#### [Instructions to follow]
Please write out the interview again, everything from "Chris Unthank: Thanks" down to "your ministry lately.", substituting "music" for "ministry".

Chris takes a few moments to talk with Mark Bishop about his new family-based band Forget the Sea and their debut self-titled release!
Chris Unthank: Thanks Mark for taking the time to talk to us again. Things look a little different for you now since we last spoke. Tell us about what’s been happening with your ministry lately.
Mark Bishop: The wonderful thing about writing and singing Christian music is that you never get bored with your job. I wish I had written the old song “I Love to Tell the Story” because that song fits me better than any song I know. Even after thirty-one years of writing songs about Jesus, I still feel like I haven’t told it yet the way that I want to. God is truly so immense and all of our individual stories are just little fish in the sea of His love. All of that said, in those thirty-one years, I have shared “the old, old story” in many different musical ways. Many know that I traveled and sang with my dad and my brother in a band for the first seventeen years. We definitely were blessed to spend those years together as a family sharing the good news. Then, when the group disbanded, I still had some songs to share and have enjoyed “reaching the world” as a soloist. All the while, my daughters have been growing up around Gospel music all their lives and I found myself where my dad was over thirty years ago; with two children who could sing. With dad, it was two boys; with me, it has been my two daughters. At the record company’s encouragement, we formed a little band and I have “rediscovered” the joy of creating uplifting Christian music with other people. It really has been a joy.
CU: Who is Forget the Sea? What does everyone do?

#### [Given information]

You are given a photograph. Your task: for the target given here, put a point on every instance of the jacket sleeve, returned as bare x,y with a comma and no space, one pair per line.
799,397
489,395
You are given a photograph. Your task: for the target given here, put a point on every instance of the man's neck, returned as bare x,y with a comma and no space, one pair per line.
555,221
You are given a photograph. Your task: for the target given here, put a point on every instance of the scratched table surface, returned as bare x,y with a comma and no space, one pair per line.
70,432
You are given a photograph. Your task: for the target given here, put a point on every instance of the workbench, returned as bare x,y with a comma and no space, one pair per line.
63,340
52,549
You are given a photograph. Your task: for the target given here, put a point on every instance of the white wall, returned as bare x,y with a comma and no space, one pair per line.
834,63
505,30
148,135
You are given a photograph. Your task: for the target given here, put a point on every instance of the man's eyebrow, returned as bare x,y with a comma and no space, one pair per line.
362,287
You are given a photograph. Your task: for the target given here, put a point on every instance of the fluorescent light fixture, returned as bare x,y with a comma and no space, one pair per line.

#### [Response area]
Chris Unthank: Thanks Mark for taking the time to talk to us again. Things look a little different for you now since we last spoke. Tell us about what’s been happening with your music lately.